- _Objectif indiqué_: Transforme l'ensemble des données ci-dessous en tableau Markdown à deux colonnes, « Numéro » et « Ligne ». Chaque ligne non vide y occupe une rangée numérotée, et les lignes vides sont omises.

Exemples de détection:

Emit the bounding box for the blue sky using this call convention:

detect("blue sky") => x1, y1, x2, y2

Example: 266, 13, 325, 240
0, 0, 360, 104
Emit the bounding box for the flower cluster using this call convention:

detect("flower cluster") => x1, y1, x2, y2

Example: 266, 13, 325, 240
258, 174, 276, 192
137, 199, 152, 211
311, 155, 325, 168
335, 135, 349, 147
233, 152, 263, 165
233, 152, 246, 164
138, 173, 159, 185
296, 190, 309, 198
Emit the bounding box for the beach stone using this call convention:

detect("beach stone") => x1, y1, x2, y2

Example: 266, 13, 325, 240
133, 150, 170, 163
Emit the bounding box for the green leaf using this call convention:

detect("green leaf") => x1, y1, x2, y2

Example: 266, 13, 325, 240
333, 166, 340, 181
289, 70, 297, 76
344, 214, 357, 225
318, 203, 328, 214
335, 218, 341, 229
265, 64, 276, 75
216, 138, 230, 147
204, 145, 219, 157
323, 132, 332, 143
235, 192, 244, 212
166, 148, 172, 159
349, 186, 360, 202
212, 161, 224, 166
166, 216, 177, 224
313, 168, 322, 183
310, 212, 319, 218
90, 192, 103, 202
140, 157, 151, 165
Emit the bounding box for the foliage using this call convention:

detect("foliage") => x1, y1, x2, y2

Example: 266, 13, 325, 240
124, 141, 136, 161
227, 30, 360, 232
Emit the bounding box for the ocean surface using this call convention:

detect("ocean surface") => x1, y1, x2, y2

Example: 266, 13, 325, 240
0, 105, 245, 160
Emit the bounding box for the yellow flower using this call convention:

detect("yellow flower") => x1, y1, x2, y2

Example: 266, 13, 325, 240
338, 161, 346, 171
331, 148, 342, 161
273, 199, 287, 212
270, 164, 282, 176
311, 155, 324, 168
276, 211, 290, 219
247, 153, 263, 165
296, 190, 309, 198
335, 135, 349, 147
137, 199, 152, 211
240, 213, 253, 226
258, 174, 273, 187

- _La réponse_:
| Numéro | Ligne |
|---|---|
| 1 | Emit the bounding box for the blue sky using this call convention: |
| 2 | detect("blue sky") => x1, y1, x2, y2 |
| 3 | Example: 266, 13, 325, 240 |
| 4 | 0, 0, 360, 104 |
| 5 | Emit the bounding box for the flower cluster using this call convention: |
| 6 | detect("flower cluster") => x1, y1, x2, y2 |
| 7 | Example: 266, 13, 325, 240 |
| 8 | 258, 174, 276, 192 |
| 9 | 137, 199, 152, 211 |
| 10 | 311, 155, 325, 168 |
| 11 | 335, 135, 349, 147 |
| 12 | 233, 152, 263, 165 |
| 13 | 233, 152, 246, 164 |
| 14 | 138, 173, 159, 185 |
| 15 | 296, 190, 309, 198 |
| 16 | Emit the bounding box for the beach stone using this call convention: |
| 17 | detect("beach stone") => x1, y1, x2, y2 |
| 18 | Example: 266, 13, 325, 240 |
| 19 | 133, 150, 170, 163 |
| 20 | Emit the bounding box for the green leaf using this call convention: |
| 21 | detect("green leaf") => x1, y1, x2, y2 |
| 22 | Example: 266, 13, 325, 240 |
| 23 | 333, 166, 340, 181 |
| 24 | 289, 70, 297, 76 |
| 25 | 344, 214, 357, 225 |
| 26 | 318, 203, 328, 214 |
| 27 | 335, 218, 341, 229 |
| 28 | 265, 64, 276, 75 |
| 29 | 216, 138, 230, 147 |
| 30 | 204, 145, 219, 157 |
| 31 | 323, 132, 332, 143 |
| 32 | 235, 192, 244, 212 |
| 33 | 166, 148, 172, 159 |
| 34 | 349, 186, 360, 202 |
| 35 | 212, 161, 224, 166 |
| 36 | 166, 216, 177, 224 |
| 37 | 313, 168, 322, 183 |
| 38 | 310, 212, 319, 218 |
| 39 | 90, 192, 103, 202 |
| 40 | 140, 157, 151, 165 |
| 41 | Emit the bounding box for the foliage using this call convention: |
| 42 | detect("foliage") => x1, y1, x2, y2 |
| 43 | Example: 266, 13, 325, 240 |
| 44 | 124, 141, 136, 161 |
| 45 | 227, 30, 360, 232 |
| 46 | Emit the bounding box for the ocean surface using this call convention: |
| 47 | detect("ocean surface") => x1, y1, x2, y2 |
| 48 | Example: 266, 13, 325, 240 |
| 49 | 0, 105, 245, 160 |
| 50 | Emit the bounding box for the yellow flower using this call convention: |
| 51 | detect("yellow flower") => x1, y1, x2, y2 |
| 52 | Example: 266, 13, 325, 240 |
| 53 | 338, 161, 346, 171 |
| 54 | 331, 148, 342, 161 |
| 55 | 273, 199, 287, 212 |
| 56 | 270, 164, 282, 176 |
| 57 | 311, 155, 324, 168 |
| 58 | 276, 211, 290, 219 |
| 59 | 247, 153, 263, 165 |
| 60 | 296, 190, 309, 198 |
| 61 | 335, 135, 349, 147 |
| 62 | 137, 199, 152, 211 |
| 63 | 240, 213, 253, 226 |
| 64 | 258, 174, 273, 187 |